WHAT IS ASKED —
A – Please condense the paragraph of the tax court decision that begins "Plaintiffs appeal from an order" into a list, keeping its main facts.
B – Extend the tax court decision with the text that follows its final sentence.

SELECTED EXCERPT —
IN THE OREGON TAX COURT MAGISTRATE DIVISION Property Tax
CORINE WEHNER and VIVIAN WEHNER, ) ) Plaintiffs, ) TC-MD 210247G ) v. ) ) BENTON COUNTY ASSESSOR, ) ) Defendant. ) DECISION
Plaintiffs appeal from an order of the board of property tax appeals sustaining the
subject’s 2020–21 tax roll real market value. Plaintiffs were represented at trial by Dieter
Wehner, a real estate broker. Plaintiffs called the following witnesses: Dieter Wehner; David
Cale, the listing broker in the subject’s sale to Plaintiffs; Dr. Gary Albert Goby, the seller in the
subject’s sale to Plaintiffs; and Plaintiff Corine Wehner. Defendant was represented by its
appraiser, Michele Collins, who also testified. Defendant’s Exhibits 1, 1a, 1b, 2, 2a, 2b, 3, 3a, 4,
and 5 were admitted; Plaintiff did not submit any exhibits.
At the outset of trial, Defendant moved to dismiss on the grounds that Plaintiffs had
previously missed a deadline to provide the court with trial dates and Plaintiffs had not provided
any exhibits of their own. The court denied Defendant’s motion.

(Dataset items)

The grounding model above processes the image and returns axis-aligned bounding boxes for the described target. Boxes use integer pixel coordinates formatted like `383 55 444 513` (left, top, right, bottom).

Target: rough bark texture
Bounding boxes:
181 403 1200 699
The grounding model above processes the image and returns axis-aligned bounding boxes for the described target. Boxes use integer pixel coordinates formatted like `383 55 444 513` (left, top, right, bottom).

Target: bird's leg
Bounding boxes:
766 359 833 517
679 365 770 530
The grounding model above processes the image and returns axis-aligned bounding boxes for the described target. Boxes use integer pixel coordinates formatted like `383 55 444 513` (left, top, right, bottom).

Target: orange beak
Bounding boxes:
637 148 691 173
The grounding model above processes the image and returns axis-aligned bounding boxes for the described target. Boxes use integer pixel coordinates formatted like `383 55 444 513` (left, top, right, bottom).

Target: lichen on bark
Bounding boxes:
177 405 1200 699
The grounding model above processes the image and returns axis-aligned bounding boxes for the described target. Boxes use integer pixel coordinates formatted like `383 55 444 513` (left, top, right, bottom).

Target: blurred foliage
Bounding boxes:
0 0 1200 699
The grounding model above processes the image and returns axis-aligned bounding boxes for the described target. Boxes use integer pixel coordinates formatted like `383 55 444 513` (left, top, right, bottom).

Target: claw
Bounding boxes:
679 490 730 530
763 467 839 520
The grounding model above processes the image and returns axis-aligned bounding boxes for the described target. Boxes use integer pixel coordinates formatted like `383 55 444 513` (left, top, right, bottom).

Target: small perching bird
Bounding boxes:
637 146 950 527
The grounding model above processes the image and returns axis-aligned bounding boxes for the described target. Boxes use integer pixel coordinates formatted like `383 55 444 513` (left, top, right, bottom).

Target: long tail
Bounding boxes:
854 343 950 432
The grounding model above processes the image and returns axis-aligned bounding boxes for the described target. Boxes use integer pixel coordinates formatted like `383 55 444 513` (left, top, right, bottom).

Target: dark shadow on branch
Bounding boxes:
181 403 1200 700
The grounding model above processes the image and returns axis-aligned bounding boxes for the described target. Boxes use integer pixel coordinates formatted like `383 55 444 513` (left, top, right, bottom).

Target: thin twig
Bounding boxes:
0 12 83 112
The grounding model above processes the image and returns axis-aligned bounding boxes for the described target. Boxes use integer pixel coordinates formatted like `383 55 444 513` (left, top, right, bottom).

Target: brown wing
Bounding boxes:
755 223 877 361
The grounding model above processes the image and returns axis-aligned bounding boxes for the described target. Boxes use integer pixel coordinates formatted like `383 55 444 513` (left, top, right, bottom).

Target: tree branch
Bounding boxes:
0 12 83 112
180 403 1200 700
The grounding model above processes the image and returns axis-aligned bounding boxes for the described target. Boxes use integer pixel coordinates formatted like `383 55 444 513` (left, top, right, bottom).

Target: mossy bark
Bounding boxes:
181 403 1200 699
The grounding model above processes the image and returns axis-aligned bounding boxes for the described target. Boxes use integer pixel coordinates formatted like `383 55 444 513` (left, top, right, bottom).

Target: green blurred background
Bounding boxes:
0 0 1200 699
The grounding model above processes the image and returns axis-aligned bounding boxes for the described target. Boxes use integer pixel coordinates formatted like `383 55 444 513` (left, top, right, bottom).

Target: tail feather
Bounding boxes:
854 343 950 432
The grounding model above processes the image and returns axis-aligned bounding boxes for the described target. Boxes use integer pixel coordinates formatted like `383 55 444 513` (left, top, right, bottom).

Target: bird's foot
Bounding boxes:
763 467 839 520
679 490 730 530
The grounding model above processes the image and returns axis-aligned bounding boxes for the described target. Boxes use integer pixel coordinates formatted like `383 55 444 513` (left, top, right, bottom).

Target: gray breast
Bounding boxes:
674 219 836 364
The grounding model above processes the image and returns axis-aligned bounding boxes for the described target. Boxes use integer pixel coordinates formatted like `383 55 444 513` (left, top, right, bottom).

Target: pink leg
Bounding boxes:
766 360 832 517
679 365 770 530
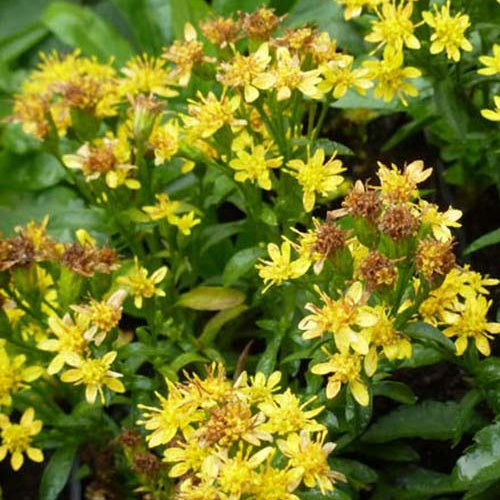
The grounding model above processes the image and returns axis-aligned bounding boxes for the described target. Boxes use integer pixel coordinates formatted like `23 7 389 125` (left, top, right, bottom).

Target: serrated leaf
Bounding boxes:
455 422 500 483
41 2 133 65
39 446 76 500
177 286 245 311
362 401 466 443
373 380 417 405
405 321 455 353
222 247 266 286
198 304 248 345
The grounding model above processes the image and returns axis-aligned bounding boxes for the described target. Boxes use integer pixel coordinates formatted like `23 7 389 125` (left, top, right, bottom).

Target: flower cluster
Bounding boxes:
139 364 344 500
257 161 500 405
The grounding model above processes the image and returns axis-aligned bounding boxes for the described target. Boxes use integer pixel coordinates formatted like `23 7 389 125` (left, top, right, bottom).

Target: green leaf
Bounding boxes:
404 321 456 354
363 401 470 443
40 446 76 500
198 304 248 345
255 332 284 377
42 2 133 65
0 23 49 64
455 422 500 483
169 352 208 373
373 380 417 405
172 0 212 39
111 0 164 54
463 227 500 255
222 247 266 286
177 286 245 311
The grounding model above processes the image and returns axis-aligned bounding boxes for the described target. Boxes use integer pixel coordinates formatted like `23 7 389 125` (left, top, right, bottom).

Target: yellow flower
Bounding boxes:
234 372 281 404
119 54 177 97
61 351 125 404
148 120 179 166
217 446 274 499
62 134 140 189
183 92 246 139
229 144 283 190
418 200 462 242
255 241 310 293
259 389 325 435
71 288 127 345
273 47 323 101
171 211 201 236
481 95 500 122
38 314 97 375
318 56 373 99
299 281 378 354
365 0 420 50
363 306 412 377
311 350 370 406
162 23 207 87
217 43 276 103
422 0 472 62
0 408 43 471
278 431 345 495
0 339 43 406
137 379 204 448
443 294 500 356
117 257 167 309
287 148 345 212
477 43 500 75
363 46 421 105
377 160 432 204
337 0 386 21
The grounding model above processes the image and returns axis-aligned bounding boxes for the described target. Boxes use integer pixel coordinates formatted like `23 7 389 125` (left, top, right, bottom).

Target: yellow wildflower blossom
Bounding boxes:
61 351 125 404
119 54 178 97
418 200 462 242
299 281 378 354
443 294 500 356
148 120 179 166
137 379 204 448
255 241 310 293
377 160 432 204
278 431 345 495
142 193 201 235
363 46 421 105
0 339 43 406
259 389 325 435
481 95 500 122
337 0 386 21
477 43 500 76
422 0 472 62
229 143 283 191
0 408 43 471
38 314 97 375
71 288 127 345
287 148 345 212
363 306 412 377
183 92 246 139
318 56 373 99
63 135 140 189
273 47 323 101
117 257 167 309
217 43 275 103
311 350 370 406
365 0 420 50
163 23 211 87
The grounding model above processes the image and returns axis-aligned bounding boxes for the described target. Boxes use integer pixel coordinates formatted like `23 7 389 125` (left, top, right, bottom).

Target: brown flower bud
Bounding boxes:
378 205 418 240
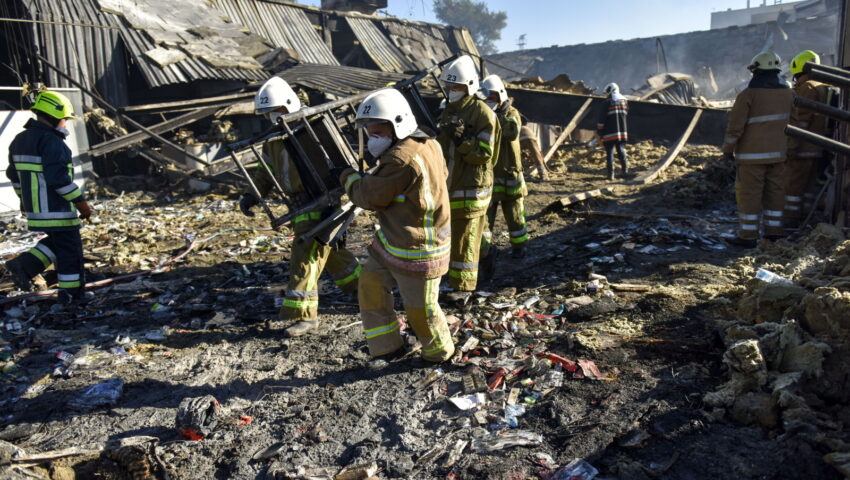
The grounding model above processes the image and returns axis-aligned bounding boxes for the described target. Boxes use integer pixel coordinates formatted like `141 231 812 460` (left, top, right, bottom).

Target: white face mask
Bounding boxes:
449 90 466 103
267 112 284 125
366 135 393 158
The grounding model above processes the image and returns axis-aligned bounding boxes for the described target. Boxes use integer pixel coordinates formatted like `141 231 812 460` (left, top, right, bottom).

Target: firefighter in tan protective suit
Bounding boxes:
519 124 549 180
239 77 361 337
437 55 501 296
723 52 794 247
340 88 454 362
785 50 834 229
481 75 528 259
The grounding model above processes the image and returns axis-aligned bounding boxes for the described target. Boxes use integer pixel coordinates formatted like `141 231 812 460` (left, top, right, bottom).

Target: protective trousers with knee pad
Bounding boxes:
10 229 85 303
358 257 454 362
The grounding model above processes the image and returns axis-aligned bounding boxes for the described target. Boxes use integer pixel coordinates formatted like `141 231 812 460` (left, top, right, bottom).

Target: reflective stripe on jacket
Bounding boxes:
596 94 629 143
6 120 84 232
788 74 830 160
723 83 794 165
343 137 451 278
437 95 502 218
493 107 527 197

RESULTS FOR THE EXERCISE —
A –
- Plaintiffs appeal an order of the board of property tax appeals that sustained the subject's 2020–21 tax roll real market value.
- Dieter Wehner, a real estate broker, represented Plaintiffs at trial.
- Plaintiffs' witnesses were:
  - Dieter Wehner
  - David Cale, the listing broker in the subject's sale to Plaintiffs
  - Dr. Gary Albert Goby, the seller in that sale
  - Plaintiff Corine Wehner
- Defendant's appraiser, Michele Collins, represented Defendant and also testified.
- Defendant's Exhibits 1, 1a, 1b, 2, 2a, 2b, 3, 3a, 4, and 5 were admitted.
- Plaintiff submitted no exhibits.

B –
I. STATEMENT OF FACTS
The subject comprises a large Class 6 home, garage, and workshop built in 1981 and
located on 5.85 acres in Albany. (Ex 1.) It is a “true Tudor” home with distinctive half-timbered
construction used in the house and garage. (See id.)
Plaintiffs purchased the subject from Dr. Goby in July 2020 for $826,206 in cash. (Ex
3a.) Dr. Goby had previously sold the subject to another buyer for $695,000 in December 2014.
DECISION TC-MD 210247G 1 of 7 (Ex 3.) He had financed a large portion of that sale himself, and in 2018 he took title back by
deed in lieu of foreclosure after the buyer defaulted. (Id.)
The subject was listed continuously beginning January 2019, with its initial asking price
of $1,100,000 reduced several times before July 2020, as shown in the following table.
Date Listing Price 1/15/2019 $1,100,000 6/17/2019 $975,000 9/29/2019 $950,000 11/4/2019 $945,000 1/2/2020 $895,000 3/26/2020 $885,000
(Ex 3a.) According to the listing broker’s testimony, potential buyers were deterred by the
expense of remodeling the subject, which had mostly load-bearing interior walls and used plaster
instead of drywall.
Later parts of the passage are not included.